--- start of DATA ROWS ---

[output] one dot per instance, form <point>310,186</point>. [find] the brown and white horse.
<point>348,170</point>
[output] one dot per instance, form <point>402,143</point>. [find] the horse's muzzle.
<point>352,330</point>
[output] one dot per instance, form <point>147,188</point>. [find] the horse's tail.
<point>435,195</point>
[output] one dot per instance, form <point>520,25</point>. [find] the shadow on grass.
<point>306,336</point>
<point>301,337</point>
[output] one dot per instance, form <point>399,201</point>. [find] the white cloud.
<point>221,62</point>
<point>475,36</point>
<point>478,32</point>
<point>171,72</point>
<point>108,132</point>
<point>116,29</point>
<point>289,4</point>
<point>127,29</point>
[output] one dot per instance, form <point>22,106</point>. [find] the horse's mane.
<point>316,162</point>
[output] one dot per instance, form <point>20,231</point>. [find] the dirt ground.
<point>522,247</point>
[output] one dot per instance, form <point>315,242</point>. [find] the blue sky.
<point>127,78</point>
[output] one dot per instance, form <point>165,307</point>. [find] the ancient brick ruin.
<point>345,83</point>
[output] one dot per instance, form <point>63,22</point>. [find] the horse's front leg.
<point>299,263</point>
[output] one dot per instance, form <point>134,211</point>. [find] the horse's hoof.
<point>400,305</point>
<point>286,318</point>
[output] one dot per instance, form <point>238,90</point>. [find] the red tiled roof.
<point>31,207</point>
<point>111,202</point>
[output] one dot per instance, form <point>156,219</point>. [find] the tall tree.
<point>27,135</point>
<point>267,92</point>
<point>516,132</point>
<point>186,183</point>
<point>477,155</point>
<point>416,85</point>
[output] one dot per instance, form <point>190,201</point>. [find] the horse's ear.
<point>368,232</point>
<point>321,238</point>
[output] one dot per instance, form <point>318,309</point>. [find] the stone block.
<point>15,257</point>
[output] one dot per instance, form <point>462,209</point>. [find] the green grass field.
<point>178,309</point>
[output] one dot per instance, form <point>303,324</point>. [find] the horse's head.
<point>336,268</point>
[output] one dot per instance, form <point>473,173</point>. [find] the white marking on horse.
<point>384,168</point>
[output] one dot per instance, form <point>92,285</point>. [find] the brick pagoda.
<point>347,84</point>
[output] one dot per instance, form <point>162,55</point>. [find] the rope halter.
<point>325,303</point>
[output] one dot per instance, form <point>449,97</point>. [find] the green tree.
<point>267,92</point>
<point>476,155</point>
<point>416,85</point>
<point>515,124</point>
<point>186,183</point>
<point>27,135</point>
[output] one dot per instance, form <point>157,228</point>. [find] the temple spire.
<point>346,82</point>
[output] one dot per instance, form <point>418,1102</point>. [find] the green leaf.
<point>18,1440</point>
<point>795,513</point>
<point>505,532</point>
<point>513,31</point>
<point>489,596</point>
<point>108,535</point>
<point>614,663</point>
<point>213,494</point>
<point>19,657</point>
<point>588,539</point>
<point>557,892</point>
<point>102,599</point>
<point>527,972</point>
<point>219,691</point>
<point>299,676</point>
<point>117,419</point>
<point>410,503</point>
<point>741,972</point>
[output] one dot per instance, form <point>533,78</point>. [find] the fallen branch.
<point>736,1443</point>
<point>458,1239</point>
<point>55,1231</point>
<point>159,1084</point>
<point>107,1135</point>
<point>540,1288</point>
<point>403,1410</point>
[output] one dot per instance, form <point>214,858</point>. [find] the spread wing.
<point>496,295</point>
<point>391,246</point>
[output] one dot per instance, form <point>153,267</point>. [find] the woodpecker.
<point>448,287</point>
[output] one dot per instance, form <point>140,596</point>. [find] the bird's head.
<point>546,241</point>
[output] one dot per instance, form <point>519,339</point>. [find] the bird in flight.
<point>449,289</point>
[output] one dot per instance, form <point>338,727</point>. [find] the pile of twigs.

--- end of DATA ROWS ---

#### [TASK STATEMENT]
Copy the records verbatim from their first line down to and including the line that contains "<point>435,195</point>".

#### [TASK OUTPUT]
[output] one dot per instance, form <point>310,186</point>. [find] the brown and white horse.
<point>348,170</point>
[output] one dot per instance, form <point>402,143</point>. [find] the horse's muzzle.
<point>352,330</point>
[output] one dot per instance, form <point>147,188</point>. [find] the horse's tail.
<point>435,195</point>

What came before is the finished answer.